#### [DATASET EXCERPTS]
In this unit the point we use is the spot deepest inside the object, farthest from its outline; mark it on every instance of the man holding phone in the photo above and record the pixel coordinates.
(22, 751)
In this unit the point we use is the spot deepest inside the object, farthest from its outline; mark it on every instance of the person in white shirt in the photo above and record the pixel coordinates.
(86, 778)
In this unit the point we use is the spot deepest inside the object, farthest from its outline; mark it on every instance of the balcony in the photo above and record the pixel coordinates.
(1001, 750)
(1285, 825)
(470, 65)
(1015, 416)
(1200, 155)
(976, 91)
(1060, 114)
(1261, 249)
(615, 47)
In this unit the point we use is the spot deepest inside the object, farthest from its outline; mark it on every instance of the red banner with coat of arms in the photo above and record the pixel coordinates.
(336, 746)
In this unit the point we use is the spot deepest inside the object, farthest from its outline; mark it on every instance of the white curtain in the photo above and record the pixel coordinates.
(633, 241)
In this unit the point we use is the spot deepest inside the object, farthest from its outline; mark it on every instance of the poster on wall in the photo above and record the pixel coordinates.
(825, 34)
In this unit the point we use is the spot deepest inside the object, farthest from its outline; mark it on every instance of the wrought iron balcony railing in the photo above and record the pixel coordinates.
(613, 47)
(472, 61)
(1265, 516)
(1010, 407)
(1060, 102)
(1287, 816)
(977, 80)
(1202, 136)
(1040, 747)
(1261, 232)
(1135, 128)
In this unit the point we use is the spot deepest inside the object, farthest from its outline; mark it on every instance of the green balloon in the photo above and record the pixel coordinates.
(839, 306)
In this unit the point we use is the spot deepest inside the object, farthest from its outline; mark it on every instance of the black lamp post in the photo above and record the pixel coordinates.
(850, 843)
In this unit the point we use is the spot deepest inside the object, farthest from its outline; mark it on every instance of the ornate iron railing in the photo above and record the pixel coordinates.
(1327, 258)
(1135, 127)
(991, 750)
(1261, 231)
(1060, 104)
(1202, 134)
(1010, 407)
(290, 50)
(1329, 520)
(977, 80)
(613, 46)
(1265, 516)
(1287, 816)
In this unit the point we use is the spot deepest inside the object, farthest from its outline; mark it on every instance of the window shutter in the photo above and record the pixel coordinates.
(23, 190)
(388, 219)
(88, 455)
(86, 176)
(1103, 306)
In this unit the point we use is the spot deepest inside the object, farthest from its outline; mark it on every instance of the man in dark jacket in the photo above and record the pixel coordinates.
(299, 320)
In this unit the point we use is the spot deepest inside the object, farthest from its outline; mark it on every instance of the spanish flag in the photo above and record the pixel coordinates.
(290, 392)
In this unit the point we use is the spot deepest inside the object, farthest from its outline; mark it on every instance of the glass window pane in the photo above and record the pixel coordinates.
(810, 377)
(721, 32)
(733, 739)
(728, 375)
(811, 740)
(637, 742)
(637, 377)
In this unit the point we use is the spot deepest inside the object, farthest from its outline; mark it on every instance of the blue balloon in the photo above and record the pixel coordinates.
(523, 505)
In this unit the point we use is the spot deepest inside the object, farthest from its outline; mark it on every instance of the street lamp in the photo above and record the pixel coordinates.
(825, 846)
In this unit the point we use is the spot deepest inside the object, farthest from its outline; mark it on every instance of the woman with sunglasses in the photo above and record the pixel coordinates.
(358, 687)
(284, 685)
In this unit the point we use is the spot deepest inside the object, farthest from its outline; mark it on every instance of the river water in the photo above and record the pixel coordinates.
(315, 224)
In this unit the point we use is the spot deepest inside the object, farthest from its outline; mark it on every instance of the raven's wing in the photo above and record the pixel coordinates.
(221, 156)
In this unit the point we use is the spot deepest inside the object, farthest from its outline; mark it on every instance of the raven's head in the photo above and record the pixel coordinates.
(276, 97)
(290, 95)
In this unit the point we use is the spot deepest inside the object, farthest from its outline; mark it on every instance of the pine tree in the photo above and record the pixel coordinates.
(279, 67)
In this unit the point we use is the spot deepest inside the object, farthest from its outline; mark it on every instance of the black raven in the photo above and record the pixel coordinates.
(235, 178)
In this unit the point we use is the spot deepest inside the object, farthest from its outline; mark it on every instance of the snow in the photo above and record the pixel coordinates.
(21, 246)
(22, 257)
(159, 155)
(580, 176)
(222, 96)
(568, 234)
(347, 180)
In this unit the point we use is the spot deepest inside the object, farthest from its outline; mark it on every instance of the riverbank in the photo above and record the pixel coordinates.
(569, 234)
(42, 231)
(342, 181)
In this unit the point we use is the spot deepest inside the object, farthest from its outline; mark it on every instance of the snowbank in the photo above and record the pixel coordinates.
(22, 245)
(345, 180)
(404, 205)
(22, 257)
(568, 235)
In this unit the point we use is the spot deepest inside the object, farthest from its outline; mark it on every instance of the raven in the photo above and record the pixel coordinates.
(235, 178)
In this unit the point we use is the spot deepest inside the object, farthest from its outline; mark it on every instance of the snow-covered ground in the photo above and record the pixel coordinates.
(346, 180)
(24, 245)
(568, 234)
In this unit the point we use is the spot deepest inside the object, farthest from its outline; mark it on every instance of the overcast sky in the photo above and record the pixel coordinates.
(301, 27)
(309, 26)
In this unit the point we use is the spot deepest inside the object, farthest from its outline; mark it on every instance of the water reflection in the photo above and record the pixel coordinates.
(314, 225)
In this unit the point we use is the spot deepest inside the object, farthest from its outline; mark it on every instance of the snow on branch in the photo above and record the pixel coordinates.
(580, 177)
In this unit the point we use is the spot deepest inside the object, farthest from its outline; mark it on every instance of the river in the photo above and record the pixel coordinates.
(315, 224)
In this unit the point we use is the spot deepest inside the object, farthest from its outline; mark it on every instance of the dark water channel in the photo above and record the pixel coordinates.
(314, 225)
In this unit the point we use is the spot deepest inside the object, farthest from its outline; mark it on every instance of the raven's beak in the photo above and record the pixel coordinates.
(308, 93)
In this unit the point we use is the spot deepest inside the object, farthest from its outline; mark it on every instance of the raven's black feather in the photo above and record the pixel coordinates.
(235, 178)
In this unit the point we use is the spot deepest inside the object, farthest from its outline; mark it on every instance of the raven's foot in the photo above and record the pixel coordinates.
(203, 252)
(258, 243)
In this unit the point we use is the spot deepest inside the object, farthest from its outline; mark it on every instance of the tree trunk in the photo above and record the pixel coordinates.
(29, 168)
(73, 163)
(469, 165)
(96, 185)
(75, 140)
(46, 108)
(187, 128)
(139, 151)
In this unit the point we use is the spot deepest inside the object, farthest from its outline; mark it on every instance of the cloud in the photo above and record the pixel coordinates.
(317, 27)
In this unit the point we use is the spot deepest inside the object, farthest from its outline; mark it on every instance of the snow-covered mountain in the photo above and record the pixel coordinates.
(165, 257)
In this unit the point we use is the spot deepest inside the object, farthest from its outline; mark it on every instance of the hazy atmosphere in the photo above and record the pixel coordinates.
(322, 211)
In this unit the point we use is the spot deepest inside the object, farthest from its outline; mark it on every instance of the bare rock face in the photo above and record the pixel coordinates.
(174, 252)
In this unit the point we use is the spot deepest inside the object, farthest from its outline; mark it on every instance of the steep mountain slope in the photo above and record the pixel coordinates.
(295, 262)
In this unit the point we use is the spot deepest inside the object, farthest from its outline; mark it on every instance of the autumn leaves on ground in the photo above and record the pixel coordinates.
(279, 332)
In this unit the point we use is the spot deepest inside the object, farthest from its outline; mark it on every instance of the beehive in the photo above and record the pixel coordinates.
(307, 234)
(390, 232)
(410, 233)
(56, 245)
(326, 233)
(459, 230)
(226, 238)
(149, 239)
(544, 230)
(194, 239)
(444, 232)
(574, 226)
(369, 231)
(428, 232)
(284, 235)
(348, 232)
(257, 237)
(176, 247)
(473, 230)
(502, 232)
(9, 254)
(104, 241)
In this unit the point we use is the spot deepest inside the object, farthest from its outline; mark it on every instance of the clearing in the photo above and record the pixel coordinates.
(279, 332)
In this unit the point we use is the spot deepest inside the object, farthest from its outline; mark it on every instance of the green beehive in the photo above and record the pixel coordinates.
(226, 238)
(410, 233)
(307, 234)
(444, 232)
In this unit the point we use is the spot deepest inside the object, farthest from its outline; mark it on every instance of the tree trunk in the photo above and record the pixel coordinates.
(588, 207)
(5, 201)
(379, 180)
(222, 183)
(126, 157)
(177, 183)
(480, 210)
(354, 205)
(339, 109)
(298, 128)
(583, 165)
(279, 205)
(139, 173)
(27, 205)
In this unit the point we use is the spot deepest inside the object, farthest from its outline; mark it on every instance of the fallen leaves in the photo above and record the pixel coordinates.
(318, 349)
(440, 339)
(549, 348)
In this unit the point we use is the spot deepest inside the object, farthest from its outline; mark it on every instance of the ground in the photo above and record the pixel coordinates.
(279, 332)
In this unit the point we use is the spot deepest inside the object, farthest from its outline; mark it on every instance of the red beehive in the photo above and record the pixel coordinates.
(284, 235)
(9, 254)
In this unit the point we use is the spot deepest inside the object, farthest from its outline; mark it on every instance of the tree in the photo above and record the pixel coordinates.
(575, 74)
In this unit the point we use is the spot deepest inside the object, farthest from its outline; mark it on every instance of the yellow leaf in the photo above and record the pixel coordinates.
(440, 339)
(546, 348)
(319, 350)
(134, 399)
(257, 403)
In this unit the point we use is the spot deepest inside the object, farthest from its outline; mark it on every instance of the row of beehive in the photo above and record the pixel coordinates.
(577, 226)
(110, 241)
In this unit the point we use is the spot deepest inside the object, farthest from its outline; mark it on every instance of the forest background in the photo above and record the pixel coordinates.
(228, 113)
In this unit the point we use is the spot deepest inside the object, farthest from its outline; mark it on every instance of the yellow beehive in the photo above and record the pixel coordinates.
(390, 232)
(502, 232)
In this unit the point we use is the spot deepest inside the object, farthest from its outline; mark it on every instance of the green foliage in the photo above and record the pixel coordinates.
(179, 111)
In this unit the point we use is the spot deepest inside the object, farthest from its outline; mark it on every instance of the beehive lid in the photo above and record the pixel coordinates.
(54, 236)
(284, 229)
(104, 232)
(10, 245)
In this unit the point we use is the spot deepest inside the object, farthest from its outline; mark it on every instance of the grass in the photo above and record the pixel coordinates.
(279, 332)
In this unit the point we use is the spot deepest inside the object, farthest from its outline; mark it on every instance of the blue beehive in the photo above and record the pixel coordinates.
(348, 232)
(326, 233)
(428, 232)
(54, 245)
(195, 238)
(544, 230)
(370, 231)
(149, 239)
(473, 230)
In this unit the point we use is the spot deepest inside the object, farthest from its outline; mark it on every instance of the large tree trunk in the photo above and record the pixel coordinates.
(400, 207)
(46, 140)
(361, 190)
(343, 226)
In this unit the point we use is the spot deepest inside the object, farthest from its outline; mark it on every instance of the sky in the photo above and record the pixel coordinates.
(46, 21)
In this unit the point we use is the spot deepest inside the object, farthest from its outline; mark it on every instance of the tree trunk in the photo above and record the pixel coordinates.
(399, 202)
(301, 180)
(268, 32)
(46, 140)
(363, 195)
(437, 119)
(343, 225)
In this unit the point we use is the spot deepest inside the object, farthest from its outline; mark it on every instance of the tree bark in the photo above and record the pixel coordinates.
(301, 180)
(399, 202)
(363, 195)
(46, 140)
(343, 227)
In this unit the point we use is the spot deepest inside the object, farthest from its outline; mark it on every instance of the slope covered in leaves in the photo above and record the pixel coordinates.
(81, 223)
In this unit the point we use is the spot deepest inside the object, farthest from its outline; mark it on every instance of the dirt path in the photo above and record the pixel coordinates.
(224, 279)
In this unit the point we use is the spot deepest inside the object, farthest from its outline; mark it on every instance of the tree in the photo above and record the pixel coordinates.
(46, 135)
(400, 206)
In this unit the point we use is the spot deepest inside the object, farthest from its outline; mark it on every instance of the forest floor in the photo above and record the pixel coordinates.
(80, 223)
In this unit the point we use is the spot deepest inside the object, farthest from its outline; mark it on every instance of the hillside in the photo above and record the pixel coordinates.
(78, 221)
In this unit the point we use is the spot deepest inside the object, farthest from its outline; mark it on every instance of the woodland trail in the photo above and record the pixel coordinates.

#### [WORK TO COMPLETE]
What should come out is the exact run of lines from the one holding "the forest floor" through the end of the records above, and nothing besides.

#### [RESULT OF THIS TASK]
In this unit the point we use is the spot deepest inside the object, farthest from its outline; mark it on every instance of the forest floor in the photo above and record the pixel coordinates.
(80, 223)
In this unit the point we use is the spot deepest inside the object, farthest from its outline; mark it on every instance of the hillside in the photo above and record the pixel coordinates.
(78, 221)
In this unit the point we use is the spot deepest inside the object, farthest from its outline; mark it on every instance of the woodland trail in the photo above and record the pixel coordinates.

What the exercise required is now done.